## Instructions to follow
After finding the line with "Read each instance's" in the data below, set down exactly each line through the one with "116], [523, 197]]]", inclusive, and stop there.

--- Data extracts Enclosed Below ---

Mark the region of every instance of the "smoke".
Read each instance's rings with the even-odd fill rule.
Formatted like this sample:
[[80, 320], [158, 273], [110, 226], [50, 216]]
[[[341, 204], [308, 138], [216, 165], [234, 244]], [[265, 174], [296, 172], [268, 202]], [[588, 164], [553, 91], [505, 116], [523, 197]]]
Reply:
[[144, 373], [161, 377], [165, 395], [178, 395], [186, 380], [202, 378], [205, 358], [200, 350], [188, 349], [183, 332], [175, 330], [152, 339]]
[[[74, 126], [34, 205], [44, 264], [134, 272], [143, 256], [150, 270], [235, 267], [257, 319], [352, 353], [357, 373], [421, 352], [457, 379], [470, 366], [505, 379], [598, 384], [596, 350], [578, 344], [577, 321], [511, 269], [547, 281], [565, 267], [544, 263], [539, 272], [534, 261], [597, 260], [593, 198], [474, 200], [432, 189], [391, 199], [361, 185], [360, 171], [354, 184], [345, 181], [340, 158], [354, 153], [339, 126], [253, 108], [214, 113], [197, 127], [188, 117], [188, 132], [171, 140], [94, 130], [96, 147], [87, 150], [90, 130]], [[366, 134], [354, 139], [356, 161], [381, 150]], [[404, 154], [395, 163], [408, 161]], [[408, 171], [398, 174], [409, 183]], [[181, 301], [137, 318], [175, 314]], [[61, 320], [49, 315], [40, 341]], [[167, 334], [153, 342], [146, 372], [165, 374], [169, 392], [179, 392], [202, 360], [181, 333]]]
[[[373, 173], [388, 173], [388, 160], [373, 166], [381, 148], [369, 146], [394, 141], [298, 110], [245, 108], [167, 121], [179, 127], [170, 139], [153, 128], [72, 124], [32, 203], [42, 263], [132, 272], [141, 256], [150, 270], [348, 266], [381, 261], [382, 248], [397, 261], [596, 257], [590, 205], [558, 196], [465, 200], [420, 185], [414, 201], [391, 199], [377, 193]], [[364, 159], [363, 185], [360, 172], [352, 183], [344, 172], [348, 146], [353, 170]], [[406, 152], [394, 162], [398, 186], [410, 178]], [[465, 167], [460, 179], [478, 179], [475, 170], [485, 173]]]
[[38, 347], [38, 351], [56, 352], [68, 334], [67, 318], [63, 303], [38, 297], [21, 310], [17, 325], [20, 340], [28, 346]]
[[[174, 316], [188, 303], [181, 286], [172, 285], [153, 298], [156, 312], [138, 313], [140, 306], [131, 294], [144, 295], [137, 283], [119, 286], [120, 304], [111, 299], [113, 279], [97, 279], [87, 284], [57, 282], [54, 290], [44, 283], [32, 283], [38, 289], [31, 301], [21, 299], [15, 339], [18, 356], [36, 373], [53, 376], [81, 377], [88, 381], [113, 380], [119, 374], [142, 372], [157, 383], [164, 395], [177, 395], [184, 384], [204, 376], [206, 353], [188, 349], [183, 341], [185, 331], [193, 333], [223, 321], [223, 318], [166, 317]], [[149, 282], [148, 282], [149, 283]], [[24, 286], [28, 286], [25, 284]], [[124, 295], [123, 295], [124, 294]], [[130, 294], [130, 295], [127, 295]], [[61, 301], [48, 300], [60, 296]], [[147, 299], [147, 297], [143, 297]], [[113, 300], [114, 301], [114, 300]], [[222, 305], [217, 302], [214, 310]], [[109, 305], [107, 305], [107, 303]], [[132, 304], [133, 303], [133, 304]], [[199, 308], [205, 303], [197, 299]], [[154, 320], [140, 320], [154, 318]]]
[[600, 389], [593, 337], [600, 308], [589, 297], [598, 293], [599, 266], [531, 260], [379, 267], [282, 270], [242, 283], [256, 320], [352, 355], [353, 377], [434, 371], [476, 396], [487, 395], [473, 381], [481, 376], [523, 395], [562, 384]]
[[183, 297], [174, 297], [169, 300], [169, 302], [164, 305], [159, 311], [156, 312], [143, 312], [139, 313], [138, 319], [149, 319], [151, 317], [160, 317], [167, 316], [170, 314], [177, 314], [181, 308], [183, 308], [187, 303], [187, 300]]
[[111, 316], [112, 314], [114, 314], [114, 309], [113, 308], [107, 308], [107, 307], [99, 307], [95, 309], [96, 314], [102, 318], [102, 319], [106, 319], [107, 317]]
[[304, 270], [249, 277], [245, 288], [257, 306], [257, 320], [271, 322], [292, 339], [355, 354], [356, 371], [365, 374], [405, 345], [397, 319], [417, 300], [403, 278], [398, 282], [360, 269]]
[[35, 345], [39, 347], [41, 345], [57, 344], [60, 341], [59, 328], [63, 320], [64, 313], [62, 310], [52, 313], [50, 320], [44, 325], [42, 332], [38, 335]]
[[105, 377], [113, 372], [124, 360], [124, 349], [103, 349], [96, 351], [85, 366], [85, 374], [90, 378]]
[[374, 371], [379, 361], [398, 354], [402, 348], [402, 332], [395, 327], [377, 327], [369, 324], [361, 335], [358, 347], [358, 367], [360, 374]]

--- End of Enclosed Data extracts ---

## Task answer
Read each instance's rings with the even-odd fill rule.
Formatted like this sample:
[[80, 320], [158, 273], [110, 226], [50, 216]]
[[[341, 204], [308, 138], [216, 165], [234, 244]], [[265, 174], [296, 172], [268, 202]], [[588, 164], [553, 91], [505, 116], [523, 197]]]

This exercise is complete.